BRIEF:
Output the records exactly. Include every line.

┌─ MATERIAL

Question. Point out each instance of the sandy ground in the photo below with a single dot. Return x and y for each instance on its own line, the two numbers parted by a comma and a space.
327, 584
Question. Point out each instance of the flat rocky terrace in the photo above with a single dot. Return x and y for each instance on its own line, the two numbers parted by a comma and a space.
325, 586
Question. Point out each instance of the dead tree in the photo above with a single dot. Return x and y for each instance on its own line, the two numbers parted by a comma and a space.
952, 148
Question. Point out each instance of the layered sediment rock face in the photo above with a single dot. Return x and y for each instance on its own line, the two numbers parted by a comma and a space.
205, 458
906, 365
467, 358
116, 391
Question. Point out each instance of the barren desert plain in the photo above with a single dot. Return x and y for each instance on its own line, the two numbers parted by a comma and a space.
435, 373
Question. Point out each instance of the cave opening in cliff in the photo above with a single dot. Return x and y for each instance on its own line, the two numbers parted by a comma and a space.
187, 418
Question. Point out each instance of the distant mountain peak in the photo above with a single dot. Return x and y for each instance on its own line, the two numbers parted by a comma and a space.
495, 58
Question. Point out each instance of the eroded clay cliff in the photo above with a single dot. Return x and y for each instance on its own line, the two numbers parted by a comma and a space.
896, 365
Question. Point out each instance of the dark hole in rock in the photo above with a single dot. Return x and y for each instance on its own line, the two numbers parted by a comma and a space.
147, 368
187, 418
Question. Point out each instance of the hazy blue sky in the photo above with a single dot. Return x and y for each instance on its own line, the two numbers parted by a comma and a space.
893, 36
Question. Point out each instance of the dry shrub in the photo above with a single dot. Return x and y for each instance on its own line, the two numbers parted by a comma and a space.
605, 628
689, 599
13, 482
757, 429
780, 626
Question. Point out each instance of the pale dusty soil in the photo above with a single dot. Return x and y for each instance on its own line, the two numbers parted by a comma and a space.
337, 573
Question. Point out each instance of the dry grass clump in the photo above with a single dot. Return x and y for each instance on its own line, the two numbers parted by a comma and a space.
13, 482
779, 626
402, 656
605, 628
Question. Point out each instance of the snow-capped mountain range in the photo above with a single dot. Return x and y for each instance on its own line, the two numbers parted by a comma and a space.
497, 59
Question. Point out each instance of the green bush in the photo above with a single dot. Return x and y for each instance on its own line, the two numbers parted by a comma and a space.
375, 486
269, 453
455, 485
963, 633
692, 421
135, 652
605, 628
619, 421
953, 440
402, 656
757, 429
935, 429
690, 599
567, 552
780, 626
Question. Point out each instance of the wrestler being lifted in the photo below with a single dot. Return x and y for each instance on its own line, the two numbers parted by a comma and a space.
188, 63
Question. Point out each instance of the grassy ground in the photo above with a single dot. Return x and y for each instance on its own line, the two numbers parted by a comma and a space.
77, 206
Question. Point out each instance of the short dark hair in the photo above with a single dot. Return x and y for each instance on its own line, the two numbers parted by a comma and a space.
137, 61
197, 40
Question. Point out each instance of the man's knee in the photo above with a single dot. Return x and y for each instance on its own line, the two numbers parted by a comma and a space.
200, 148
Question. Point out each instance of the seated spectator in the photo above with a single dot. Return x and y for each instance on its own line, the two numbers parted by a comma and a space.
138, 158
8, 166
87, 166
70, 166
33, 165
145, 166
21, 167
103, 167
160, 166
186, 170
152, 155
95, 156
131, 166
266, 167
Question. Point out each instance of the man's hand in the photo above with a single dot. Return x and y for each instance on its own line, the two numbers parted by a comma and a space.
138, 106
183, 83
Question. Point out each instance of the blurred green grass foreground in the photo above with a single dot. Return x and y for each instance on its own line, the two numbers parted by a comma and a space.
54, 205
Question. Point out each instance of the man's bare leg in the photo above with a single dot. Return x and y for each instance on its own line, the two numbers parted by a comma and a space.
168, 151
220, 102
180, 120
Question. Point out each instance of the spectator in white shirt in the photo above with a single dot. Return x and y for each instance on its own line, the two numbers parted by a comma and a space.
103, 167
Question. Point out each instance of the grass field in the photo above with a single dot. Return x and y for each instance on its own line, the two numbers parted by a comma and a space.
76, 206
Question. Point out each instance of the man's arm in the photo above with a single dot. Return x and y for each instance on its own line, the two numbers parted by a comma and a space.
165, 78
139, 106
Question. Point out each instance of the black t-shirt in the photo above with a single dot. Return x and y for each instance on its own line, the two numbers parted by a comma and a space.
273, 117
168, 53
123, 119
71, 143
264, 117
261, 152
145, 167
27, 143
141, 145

└─

EXPECTED OUTPUT:
Question. Point out each instance of the sandy ground in the photo below with a single dot. Return x and y for each instance on its own line, the two numbers parted by a comma and a space.
327, 584
Question. Point out each instance of the flat rocky terrace in the photo above with a single dot. Return x and y for each instance on its own line, the two numbers parted by a comma and a space.
325, 586
Question. Point out each instance of the dead tree in the photo above with a single dot. Return x and y for each instance on its own line, the two numbers parted by a comma and a space.
952, 148
Question. Point out each instance of the layered sediment rock face in the photo above with a single dot. Return x and y for each instance on its own line, the two numbers parted by a comma and a space.
205, 458
906, 365
467, 358
116, 391
Question. Point out each instance of the barren desert plain in the photo above with a single dot. Return x and y for each instance on its own line, the two numbers parted by a comma and a space.
435, 373
Question. Point out each instance of the cave opening in cliff in the photo above with a single dot. Return x and y for each instance on its own line, the two numbers parted by a comma and a space.
187, 418
Question. Point out each instance of the distant mountain peak in the photo above with a single dot. Return x and y for each instance on its own line, the two numbers parted by a comma and a space.
495, 58
Question. Point out each instance of the eroded clay cliff in the photo above with a single dot. Return x and y for each instance on its own line, the two numbers parted by a comma and a space.
896, 365
Question. Point out each instance of the dark hole in rock in the photo above with a single dot. Return x and y for each instance on its own line, the two numbers parted by a comma and a space.
147, 368
187, 418
Question. Point out each instance of the hazy blue sky in the photo above with a single dot. Return x and y for each instance on its own line, the two numbers parted by a comma and a space.
893, 36
Question. Point out each instance of the dry shrub in the photo above with a single dot. Return x and y for each instance on its own line, the two numbers parted by a comma and a space.
605, 628
689, 599
13, 482
757, 429
780, 626
Question. Point out each instance of the pale dusty soil in the photo above with a single dot. Return x and y for each instance on its own line, the two numbers parted by a comma and a space.
337, 573
Question. Point out each instance of the dry grass clump in the photo above with a single dot. Return x and y for each instance on its own line, the two numbers parted by a comma and a space.
13, 482
779, 626
402, 656
605, 628
Question. Point out each instance of the snow-capped mountain range in the photo above with a single dot. Return x and y for each instance on its own line, the two numbers parted by a comma and a space.
497, 59
Question. Point out each instance of the green bush in the photo above with a single dot. Return x and y for each instance on its own line, the two numbers parted by a comma and a space.
375, 486
269, 453
455, 485
963, 633
692, 421
135, 652
605, 628
619, 421
953, 440
402, 656
757, 429
935, 429
690, 599
567, 552
780, 626
Question. Point out each instance of the wrestler being lifted in the photo below with a single dot. Return x and y for each instance on its own line, the two numbers parted by a comma and a space.
188, 63
Question. Point out each instance of the grassy ground in the photo above with a single dot. Return x and y for each instance on its own line, the two numbers parted by a comma and a space.
77, 206
Question. Point out each instance of the short dark hair in the photo above with a single dot. Return x and y for each instance on its own line, the two numbers parted by a comma and a space.
137, 61
197, 40
Question. Point out each instance of the man's knee in the photo above with a single dot. Return x and y for each instance on its own line, the two numbers parted by a comma and a space.
200, 148
Question. Point out each instance of the seated spectator in the photo above with a single dot. Return x and y for each instance on its own line, the two numbers parted by a comma and a space.
138, 158
8, 166
87, 166
70, 166
33, 165
145, 166
21, 167
103, 167
160, 166
186, 170
152, 155
95, 156
131, 166
266, 167
Question. Point out each instance of the man's hand in the photo above with a single dot. Return x and y for each instance on its own line, the two numbers parted by a comma and a space.
138, 106
183, 83
Question. Point out each instance of the blurred green grass foreground in the photo above with a single dot. Return x and y for each instance on its own line, the two numbers parted by a comma and a space.
54, 205
Question. Point out each instance of the man's bare leg in the photo above with a single dot. Return x and y for each instance on its own line, the two numbers parted by a comma and a space.
168, 151
220, 102
180, 120
Question. Point out each instance of the spectator in white shirt in the photo above with a single dot. Return x and y for each instance on its own line, the two numbers parted by a comma and a space.
103, 167
Question. Point out each instance of the grass field in the photo above with a single dot. Return x and y for each instance on its own line, the two numbers parted by a comma and a space.
76, 206
Question. Point out each instance of the man's arm in the photo above with a single dot. Return x and y for each instance on its own line, the two numbers parted by a comma and a space.
165, 78
139, 106
Question. Point out each instance of the black t-shirt in the photo above with a single dot. Return x and y for each instance on its own line, the two numbers parted by a comma and a space.
273, 117
168, 53
123, 119
71, 143
264, 117
261, 152
145, 167
27, 143
141, 145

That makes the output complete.